Elenchi gli autori citati nell'estratto e riporti per ciascuno la qualifica indicata.

* _Estratto selezionato_

------------------------------------

Claudio Alessandro Colombrita, 19 aprile 2018
Autori citati:
Morris Desmond
- etologo
Rubano Cristina
- psicologa e psicoterapeuta
Pani Roberto
- docente di Psicologia Clinica presso l’Università di Bologna
Uomini e animali attivano in maniera differente il loro cervello. Il primo ha la capacità di pensare, il secondo non possiede tale facoltà e questa differenza rende la comunicazione insidiosa ed eterogenea.

------------------------------------

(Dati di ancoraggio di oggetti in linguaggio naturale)

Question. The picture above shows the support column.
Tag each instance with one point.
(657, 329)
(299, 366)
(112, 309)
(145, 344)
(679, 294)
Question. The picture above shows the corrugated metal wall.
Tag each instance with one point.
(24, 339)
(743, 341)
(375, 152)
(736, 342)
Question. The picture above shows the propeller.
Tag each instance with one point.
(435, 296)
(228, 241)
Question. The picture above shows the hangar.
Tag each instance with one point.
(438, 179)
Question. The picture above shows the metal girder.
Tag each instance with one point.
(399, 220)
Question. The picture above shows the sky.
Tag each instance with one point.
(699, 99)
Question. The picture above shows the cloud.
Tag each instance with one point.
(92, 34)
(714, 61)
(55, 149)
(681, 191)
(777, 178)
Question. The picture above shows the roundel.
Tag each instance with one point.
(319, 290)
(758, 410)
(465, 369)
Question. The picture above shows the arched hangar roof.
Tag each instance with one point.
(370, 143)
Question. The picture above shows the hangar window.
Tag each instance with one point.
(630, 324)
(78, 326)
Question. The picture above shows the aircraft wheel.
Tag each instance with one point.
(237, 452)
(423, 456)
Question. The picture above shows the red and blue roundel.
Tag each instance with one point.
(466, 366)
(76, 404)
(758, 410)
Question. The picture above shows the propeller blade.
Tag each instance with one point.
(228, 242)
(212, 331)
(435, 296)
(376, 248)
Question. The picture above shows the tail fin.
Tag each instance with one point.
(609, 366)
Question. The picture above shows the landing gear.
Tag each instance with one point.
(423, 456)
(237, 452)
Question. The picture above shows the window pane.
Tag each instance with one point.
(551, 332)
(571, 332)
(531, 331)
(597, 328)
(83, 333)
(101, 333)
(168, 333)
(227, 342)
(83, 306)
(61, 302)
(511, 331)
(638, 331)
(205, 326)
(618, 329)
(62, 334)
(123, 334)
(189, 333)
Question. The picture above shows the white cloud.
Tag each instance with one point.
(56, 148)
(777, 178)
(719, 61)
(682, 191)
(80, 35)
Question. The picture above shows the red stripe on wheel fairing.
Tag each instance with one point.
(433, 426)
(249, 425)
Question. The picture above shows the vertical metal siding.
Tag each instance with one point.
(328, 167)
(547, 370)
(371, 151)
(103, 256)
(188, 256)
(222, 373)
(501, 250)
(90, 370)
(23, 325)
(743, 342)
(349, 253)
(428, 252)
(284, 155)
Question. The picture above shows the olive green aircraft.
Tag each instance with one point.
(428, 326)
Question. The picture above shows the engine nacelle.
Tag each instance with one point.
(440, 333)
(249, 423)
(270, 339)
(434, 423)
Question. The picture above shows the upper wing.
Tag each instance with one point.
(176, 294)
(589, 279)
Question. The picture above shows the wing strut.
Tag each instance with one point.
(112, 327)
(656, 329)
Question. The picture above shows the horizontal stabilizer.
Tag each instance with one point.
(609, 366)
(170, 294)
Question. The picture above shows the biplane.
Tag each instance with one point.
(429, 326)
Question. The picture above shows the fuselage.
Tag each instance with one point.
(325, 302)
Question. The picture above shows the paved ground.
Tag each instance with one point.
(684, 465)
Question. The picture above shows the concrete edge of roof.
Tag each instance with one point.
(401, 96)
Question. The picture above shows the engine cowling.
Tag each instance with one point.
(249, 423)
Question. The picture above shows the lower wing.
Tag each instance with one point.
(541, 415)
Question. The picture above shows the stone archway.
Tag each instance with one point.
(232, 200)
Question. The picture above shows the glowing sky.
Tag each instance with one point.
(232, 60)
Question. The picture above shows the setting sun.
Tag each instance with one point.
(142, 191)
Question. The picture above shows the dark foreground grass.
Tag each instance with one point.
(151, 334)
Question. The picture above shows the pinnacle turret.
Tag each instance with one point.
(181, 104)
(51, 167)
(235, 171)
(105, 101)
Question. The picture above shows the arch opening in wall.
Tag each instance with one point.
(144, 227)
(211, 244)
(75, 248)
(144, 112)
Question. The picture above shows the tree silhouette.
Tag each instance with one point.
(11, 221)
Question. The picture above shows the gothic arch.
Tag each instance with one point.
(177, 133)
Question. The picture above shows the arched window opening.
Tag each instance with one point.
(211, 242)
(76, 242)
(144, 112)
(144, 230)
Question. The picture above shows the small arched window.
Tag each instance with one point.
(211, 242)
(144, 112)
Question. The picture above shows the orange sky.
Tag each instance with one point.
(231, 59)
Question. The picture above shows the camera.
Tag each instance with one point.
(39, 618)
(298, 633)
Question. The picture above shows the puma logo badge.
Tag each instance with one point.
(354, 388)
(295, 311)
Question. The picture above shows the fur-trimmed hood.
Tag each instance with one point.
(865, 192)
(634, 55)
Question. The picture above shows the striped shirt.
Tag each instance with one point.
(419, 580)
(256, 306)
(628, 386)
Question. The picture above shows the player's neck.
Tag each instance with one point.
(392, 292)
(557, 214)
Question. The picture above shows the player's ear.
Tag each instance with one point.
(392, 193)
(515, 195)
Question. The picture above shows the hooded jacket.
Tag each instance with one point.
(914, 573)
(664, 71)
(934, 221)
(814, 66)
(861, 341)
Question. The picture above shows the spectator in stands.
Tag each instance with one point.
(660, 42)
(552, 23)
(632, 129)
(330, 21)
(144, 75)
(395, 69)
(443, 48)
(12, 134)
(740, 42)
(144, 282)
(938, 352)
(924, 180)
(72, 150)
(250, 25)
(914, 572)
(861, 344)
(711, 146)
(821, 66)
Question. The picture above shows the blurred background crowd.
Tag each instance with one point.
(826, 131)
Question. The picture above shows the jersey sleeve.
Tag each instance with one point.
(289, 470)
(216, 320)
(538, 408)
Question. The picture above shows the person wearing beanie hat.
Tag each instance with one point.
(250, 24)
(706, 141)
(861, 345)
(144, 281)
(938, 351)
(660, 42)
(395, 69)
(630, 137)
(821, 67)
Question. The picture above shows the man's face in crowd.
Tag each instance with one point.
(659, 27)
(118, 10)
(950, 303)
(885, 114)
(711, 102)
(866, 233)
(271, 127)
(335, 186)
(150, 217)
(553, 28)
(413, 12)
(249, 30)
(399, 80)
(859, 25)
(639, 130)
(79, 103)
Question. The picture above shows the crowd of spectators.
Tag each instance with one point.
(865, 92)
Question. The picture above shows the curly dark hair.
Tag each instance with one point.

------------------------------------

* _Risposta_
- Morris Desmond: etologo
- Rubano Cristina: psicologa e psicoterapeuta
- Pani Roberto: docente di Psicologia Clinica presso l'Università di Bologna